# Given exercise
Copy every one of the rows below word for word, changing nothing.

Detection examples
○ ○ ○ ○ ○
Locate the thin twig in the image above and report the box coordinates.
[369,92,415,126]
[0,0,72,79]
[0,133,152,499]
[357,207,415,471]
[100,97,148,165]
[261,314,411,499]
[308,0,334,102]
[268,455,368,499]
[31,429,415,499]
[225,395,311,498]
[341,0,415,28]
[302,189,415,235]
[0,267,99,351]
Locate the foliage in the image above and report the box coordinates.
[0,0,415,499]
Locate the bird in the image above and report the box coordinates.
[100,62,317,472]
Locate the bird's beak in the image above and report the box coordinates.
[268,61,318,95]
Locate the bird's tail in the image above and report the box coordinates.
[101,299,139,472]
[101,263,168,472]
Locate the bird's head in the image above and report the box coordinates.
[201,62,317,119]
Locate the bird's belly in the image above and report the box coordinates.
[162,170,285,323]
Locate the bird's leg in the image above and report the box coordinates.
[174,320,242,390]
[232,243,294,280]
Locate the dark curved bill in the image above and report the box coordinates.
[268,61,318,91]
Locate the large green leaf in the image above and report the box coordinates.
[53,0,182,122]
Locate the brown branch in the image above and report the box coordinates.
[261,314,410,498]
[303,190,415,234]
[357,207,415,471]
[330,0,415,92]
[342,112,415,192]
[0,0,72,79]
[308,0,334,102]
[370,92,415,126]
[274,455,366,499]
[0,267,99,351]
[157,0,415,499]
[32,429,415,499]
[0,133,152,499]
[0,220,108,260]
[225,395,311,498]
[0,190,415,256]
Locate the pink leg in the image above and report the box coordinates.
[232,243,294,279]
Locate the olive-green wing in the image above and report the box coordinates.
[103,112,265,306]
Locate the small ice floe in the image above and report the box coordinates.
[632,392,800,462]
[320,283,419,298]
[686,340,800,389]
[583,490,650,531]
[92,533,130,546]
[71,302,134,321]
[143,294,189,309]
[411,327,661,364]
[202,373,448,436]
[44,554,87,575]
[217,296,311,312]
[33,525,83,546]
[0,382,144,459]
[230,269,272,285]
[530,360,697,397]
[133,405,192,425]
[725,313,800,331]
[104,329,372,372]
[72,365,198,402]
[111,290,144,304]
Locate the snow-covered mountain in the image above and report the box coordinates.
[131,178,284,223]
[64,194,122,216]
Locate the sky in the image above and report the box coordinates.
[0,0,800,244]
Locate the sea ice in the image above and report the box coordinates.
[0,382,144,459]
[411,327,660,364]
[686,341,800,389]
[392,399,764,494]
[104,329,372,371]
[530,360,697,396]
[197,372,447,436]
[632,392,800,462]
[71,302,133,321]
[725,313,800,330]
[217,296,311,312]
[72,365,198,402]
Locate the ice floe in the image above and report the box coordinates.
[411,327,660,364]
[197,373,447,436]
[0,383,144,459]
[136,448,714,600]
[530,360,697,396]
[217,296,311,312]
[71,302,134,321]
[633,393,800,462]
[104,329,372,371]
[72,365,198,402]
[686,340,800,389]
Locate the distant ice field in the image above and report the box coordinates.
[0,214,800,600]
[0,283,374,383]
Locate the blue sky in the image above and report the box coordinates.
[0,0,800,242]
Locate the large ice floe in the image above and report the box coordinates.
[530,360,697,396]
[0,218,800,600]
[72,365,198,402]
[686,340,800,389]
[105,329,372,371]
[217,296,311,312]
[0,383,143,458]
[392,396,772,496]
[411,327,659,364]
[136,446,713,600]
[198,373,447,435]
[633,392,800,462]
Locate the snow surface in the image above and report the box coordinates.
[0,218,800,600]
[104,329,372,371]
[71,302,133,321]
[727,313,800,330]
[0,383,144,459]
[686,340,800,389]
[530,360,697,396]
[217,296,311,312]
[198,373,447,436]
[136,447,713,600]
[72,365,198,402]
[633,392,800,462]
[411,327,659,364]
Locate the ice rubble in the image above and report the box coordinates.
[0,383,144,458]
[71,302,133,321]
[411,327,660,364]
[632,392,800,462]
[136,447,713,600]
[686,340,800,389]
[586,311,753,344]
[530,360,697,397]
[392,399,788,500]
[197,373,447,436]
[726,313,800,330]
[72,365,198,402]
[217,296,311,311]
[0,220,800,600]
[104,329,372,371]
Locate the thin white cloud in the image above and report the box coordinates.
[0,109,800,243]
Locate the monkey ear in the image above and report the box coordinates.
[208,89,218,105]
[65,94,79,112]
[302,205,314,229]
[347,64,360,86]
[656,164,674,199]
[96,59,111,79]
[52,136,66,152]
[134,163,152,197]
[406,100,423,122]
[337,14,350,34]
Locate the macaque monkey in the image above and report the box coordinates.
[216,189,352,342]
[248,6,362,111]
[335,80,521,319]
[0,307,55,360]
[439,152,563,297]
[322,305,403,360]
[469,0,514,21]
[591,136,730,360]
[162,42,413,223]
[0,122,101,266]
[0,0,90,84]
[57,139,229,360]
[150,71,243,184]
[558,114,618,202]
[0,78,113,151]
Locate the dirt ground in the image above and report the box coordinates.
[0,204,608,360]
○ ○ ○ ○ ○
# Expected output
Locate the thin twig in the image above and report the box coordinates.
[369,92,415,126]
[0,0,72,79]
[0,133,152,499]
[357,207,415,471]
[100,97,148,165]
[261,314,411,499]
[308,0,334,102]
[268,455,368,499]
[31,429,415,499]
[225,395,311,498]
[341,0,415,28]
[302,189,415,235]
[0,267,99,351]
Locate the foliage in the image above and report the box coordinates.
[0,0,415,499]
Locate the bird in the image above and report the box coordinates.
[100,62,317,472]
Locate the bird's beak in the image above and report the box coordinates.
[268,61,318,95]
Locate the bird's tail in the image above and report the box coordinates.
[101,299,139,472]
[101,263,168,472]
Locate the bird's head in the image above and report the box coordinates.
[201,62,317,119]
Locate the bird's belly in the image above and report the box coordinates.
[162,170,285,323]
Locate the bird's leg in the image above and report the box coordinates.
[174,320,242,390]
[232,243,294,280]
Locate the dark curved bill in the image above and report the box coordinates.
[268,61,318,91]
Locate the large green leaf in the image above and report the box coordinates.
[53,0,182,122]
Locate the brown branch in the image above and report the box coordinates.
[261,314,410,498]
[303,190,415,234]
[357,207,415,471]
[330,0,415,92]
[342,112,415,192]
[0,0,72,79]
[308,0,334,102]
[370,92,415,126]
[274,455,366,499]
[0,267,99,351]
[157,0,415,499]
[32,429,415,499]
[0,133,152,499]
[0,220,108,260]
[225,395,311,498]
[0,190,415,256]
Locate the pink leg in the image above and report the box coordinates.
[232,243,294,279]
Locate the olive-green wing in the image above and report the box coordinates.
[103,112,265,306]
Locate the small ice floe in the image above and report the box coordinates.
[632,392,800,462]
[320,283,419,298]
[686,340,800,389]
[583,490,650,531]
[92,533,130,546]
[71,302,134,321]
[143,294,189,309]
[411,327,661,364]
[202,373,448,436]
[44,554,87,575]
[217,296,311,312]
[33,525,83,546]
[0,382,144,459]
[230,269,272,285]
[530,360,697,397]
[133,405,192,425]
[725,313,800,331]
[104,329,372,372]
[72,365,198,402]
[111,290,144,304]
Locate the snow-covered mountain in the image above and report the box coordinates.
[131,178,284,223]
[64,194,122,216]
Locate the sky in the image above and report the box coordinates.
[0,0,800,244]
Locate the sea ice in the image above and report the box coordinates.
[0,382,144,459]
[411,327,660,364]
[686,341,800,389]
[392,399,764,494]
[104,329,372,371]
[530,360,697,396]
[197,372,447,436]
[632,392,800,462]
[71,302,133,321]
[725,313,800,330]
[217,296,311,312]
[72,365,198,402]
Locate the ice floe in the image above and report the box coordinates.
[411,327,660,364]
[197,373,447,436]
[0,383,144,459]
[136,448,714,600]
[530,360,697,396]
[217,296,311,312]
[71,302,134,321]
[633,393,800,462]
[104,329,372,371]
[72,365,198,402]
[686,340,800,389]
Locate the distant ice field in the image above and report the box coordinates.
[0,214,800,600]
[0,283,374,383]
Locate the blue sky in the image above and report the box coordinates.
[0,0,800,242]
Locate the large ice floe in the image above and report the box coordinates.
[530,360,697,396]
[0,218,800,600]
[72,365,198,402]
[686,340,800,389]
[105,329,372,371]
[217,296,311,312]
[0,383,143,458]
[392,396,772,496]
[411,327,659,364]
[136,446,713,600]
[198,373,447,435]
[633,392,800,462]
Locate the snow surface in the image above and report the box coordinates.
[0,218,800,600]
[104,329,372,371]
[71,302,133,321]
[727,313,800,330]
[0,383,144,459]
[686,340,800,389]
[530,360,697,396]
[217,296,311,312]
[198,373,447,436]
[136,447,713,600]
[72,365,198,402]
[633,392,800,462]
[411,327,659,364]
Locate the ice rubble in the image above and report the box coordinates.
[0,383,144,458]
[71,302,133,321]
[411,327,660,364]
[632,392,800,462]
[136,447,713,600]
[686,340,800,389]
[586,311,753,344]
[530,360,697,397]
[392,399,788,500]
[197,373,447,436]
[726,313,800,330]
[72,365,198,402]
[217,296,311,311]
[0,220,800,600]
[104,329,372,371]
Locate the thin white cloud in the image above and report the box coordinates.
[0,109,800,243]
Locate the monkey ear in the image above and report the box coordinates.
[208,89,218,105]
[65,94,79,112]
[302,205,314,229]
[347,64,360,86]
[656,164,674,199]
[96,59,111,79]
[52,136,66,152]
[134,163,152,197]
[406,100,423,122]
[337,14,350,34]
Locate the macaque monkey in the image above and report the box coordinates.
[216,189,352,342]
[248,6,362,111]
[335,80,521,319]
[0,307,55,360]
[439,152,563,297]
[322,305,403,360]
[469,0,514,21]
[591,136,730,360]
[162,42,413,223]
[0,122,101,266]
[0,0,90,84]
[57,139,229,360]
[150,71,243,184]
[558,114,618,202]
[0,78,113,151]
Locate the dirt ground in the image above and report the box coordinates.
[0,204,608,360]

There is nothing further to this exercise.